* **Data for review**:
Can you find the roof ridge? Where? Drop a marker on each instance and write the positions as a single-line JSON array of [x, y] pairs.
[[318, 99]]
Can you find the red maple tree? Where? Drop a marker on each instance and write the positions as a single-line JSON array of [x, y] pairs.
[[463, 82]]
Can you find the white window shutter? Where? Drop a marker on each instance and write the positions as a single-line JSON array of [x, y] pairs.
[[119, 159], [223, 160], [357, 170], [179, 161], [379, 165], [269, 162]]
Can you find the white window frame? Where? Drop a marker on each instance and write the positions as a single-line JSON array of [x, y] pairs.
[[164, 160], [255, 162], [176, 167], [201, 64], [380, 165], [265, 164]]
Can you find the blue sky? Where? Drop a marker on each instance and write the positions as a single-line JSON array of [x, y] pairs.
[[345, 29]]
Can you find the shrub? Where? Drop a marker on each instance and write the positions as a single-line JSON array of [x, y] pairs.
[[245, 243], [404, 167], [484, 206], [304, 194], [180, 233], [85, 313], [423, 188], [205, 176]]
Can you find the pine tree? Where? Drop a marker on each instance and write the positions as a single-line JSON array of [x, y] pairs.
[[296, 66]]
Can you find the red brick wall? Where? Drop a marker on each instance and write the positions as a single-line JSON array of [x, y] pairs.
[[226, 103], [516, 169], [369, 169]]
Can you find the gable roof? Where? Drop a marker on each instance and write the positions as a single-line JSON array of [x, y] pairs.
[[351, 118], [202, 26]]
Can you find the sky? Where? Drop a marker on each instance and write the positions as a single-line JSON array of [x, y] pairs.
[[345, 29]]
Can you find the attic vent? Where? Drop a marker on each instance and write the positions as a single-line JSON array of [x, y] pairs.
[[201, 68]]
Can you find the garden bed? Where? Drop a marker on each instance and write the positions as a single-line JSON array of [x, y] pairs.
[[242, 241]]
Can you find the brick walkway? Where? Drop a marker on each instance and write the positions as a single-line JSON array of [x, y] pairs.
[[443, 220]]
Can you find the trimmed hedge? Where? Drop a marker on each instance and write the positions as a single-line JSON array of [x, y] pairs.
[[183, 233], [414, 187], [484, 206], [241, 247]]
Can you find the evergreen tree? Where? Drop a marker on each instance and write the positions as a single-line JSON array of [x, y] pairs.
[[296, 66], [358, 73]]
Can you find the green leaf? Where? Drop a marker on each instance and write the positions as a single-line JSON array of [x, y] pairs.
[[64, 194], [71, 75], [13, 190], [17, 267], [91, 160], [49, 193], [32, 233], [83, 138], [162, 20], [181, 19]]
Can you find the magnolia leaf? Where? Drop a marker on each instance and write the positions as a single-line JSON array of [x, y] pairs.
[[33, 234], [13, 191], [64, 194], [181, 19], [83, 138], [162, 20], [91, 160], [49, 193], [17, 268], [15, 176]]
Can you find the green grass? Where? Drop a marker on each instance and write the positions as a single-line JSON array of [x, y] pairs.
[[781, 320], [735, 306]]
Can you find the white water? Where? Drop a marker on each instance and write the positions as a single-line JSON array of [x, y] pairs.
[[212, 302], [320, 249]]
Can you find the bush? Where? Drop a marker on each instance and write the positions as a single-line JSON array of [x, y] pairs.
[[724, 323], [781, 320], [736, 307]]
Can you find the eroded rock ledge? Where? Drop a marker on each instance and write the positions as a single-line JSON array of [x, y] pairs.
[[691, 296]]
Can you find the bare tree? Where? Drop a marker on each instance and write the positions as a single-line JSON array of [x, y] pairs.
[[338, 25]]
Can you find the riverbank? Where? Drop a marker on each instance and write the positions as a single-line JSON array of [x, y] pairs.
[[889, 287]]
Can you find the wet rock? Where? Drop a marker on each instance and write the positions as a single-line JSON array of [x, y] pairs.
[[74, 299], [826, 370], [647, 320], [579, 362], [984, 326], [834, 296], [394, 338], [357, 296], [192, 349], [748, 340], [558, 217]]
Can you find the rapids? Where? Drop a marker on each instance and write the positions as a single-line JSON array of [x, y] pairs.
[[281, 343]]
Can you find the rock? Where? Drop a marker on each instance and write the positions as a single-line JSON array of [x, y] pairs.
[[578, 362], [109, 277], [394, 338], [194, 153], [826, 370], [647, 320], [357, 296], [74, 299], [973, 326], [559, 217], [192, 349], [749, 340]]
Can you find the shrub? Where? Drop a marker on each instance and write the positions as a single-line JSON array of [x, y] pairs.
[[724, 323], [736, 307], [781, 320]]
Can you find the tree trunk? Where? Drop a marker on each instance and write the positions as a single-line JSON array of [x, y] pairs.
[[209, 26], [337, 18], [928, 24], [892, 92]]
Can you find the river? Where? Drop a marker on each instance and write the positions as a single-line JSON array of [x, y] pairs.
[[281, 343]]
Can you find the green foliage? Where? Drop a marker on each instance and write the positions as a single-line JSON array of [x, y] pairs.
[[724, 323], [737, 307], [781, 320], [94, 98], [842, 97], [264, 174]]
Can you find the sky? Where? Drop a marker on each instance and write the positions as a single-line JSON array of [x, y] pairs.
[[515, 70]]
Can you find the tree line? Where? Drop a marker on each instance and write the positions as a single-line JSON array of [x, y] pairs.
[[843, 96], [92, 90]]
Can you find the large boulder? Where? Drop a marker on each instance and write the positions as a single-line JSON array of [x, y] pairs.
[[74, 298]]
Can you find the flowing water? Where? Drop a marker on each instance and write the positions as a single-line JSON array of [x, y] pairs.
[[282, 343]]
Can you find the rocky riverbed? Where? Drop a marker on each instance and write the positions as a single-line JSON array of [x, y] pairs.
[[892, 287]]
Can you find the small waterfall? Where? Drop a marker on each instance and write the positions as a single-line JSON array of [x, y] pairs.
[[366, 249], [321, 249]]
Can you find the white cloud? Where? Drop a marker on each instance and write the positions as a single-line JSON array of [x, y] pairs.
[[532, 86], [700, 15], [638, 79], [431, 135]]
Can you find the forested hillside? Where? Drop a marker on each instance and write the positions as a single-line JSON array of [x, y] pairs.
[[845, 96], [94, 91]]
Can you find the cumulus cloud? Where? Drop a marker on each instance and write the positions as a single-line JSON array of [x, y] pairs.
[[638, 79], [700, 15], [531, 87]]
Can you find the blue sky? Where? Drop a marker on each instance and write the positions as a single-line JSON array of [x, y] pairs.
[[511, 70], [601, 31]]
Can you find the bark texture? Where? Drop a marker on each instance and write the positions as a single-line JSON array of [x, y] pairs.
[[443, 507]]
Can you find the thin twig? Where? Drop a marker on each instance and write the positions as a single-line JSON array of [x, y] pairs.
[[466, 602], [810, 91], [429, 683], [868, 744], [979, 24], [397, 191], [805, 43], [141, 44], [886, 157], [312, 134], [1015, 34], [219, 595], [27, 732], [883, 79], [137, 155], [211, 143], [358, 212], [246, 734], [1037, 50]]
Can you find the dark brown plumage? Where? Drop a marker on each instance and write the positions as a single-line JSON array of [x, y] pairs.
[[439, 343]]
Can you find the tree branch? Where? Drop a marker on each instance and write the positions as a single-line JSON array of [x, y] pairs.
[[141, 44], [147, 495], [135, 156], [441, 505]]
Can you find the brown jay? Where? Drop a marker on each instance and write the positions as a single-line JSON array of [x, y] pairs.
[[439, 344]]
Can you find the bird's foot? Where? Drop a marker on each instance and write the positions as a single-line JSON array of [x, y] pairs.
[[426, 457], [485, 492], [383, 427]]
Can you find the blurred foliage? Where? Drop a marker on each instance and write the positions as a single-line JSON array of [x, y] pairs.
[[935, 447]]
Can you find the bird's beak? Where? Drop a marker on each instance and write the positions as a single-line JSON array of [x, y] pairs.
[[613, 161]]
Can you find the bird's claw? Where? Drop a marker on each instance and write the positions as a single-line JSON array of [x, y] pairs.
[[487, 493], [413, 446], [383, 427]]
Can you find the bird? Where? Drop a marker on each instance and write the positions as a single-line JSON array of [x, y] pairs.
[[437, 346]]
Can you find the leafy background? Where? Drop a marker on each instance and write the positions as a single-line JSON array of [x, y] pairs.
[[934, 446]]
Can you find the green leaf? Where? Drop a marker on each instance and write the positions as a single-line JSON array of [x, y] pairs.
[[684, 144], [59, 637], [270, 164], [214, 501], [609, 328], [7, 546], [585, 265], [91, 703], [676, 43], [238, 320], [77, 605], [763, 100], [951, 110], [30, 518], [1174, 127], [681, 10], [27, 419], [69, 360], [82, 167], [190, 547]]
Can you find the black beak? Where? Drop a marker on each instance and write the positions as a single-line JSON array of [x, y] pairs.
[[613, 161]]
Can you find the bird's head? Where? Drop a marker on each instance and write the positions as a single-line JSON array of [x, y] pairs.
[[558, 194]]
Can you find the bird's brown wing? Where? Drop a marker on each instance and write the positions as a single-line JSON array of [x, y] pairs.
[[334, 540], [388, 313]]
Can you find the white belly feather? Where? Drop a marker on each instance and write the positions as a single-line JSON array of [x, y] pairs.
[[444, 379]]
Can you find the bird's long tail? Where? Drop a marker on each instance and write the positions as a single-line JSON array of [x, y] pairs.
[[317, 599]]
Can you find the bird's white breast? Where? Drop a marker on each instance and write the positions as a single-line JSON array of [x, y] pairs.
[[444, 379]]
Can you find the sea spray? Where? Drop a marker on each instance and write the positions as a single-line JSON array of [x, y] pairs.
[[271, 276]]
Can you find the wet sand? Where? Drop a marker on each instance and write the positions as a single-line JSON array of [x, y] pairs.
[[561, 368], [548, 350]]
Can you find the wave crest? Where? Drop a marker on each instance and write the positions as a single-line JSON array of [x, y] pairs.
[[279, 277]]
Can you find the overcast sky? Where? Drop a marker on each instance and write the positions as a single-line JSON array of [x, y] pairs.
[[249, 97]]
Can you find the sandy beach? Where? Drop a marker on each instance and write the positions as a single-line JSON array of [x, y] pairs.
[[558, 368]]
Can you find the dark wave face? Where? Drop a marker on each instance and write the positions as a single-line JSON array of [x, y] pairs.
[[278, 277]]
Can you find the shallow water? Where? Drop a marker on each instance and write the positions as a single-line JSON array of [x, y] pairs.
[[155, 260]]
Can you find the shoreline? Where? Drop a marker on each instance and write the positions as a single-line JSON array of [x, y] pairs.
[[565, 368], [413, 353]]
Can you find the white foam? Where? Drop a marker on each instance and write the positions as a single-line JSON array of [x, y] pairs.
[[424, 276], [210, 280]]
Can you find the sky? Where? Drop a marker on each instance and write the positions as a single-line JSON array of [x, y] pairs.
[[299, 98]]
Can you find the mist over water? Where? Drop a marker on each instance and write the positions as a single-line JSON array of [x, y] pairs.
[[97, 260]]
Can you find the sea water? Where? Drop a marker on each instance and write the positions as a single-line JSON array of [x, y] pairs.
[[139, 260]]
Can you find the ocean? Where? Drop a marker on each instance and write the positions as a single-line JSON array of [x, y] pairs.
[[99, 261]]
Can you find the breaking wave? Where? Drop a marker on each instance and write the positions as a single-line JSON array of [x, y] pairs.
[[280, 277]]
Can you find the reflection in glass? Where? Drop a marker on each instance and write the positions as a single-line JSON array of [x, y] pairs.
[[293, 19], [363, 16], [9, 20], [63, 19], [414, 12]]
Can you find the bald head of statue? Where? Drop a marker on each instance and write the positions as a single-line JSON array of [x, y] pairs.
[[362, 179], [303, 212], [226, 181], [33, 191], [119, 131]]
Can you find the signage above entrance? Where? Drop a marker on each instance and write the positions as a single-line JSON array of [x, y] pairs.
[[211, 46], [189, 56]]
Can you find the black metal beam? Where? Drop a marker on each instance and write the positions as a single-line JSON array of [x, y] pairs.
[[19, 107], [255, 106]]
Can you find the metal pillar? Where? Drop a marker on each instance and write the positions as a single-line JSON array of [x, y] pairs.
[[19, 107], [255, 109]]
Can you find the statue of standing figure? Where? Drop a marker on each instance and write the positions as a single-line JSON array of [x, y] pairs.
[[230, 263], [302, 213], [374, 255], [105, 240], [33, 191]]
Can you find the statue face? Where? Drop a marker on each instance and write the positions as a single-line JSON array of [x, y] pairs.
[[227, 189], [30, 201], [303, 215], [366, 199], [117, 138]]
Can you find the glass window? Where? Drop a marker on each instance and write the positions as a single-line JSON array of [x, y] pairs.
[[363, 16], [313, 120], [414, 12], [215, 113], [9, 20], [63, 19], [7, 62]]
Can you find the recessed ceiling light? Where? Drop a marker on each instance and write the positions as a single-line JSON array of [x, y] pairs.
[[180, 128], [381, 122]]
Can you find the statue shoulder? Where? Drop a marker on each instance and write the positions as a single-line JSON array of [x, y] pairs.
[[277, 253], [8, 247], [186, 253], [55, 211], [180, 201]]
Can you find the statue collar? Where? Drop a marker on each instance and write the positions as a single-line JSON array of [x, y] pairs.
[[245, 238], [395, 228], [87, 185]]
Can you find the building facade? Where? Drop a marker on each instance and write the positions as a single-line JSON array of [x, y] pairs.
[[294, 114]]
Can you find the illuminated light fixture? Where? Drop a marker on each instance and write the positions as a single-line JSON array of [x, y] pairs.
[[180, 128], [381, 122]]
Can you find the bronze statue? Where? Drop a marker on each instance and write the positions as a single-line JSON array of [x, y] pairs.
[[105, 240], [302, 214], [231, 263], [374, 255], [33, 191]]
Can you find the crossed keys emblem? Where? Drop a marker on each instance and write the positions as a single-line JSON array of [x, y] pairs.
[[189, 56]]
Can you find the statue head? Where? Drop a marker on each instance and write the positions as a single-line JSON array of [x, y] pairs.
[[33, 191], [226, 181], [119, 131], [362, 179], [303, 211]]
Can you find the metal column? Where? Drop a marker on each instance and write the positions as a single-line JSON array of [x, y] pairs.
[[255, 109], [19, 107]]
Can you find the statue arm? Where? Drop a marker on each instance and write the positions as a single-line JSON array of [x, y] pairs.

* **Task to carry out**:
Nothing but the lines from the one containing "Can you find the bronze" through the end of the entries belongs in the answer; repeat them exactly.

* **Exercise answer**:
Can you find the bronze statue? Where? Drop a marker on each instance and write the positions as a single-line JSON array of [x, y] pairs.
[[105, 240], [302, 214], [231, 263], [374, 255], [33, 191]]
Can you find the crossed keys emblem? Where? Drop a marker on each instance and write the positions as a single-line JSON array of [x, y] pairs.
[[189, 56]]
Can you find the statue head? Where? Drop a marker on each instance and write the positions as a single-line JSON array of [x, y] pairs.
[[33, 191], [226, 181], [119, 131], [362, 179], [303, 211]]
Can you find the metal column? Where? Drop a marker on each instance and write the positions as a single-line JSON array of [x, y] pairs.
[[255, 109], [19, 107]]
Can you find the statue arm? Where? Drop a marker on each instance and write the positions as a single-line JSON array of [x, y] pairs.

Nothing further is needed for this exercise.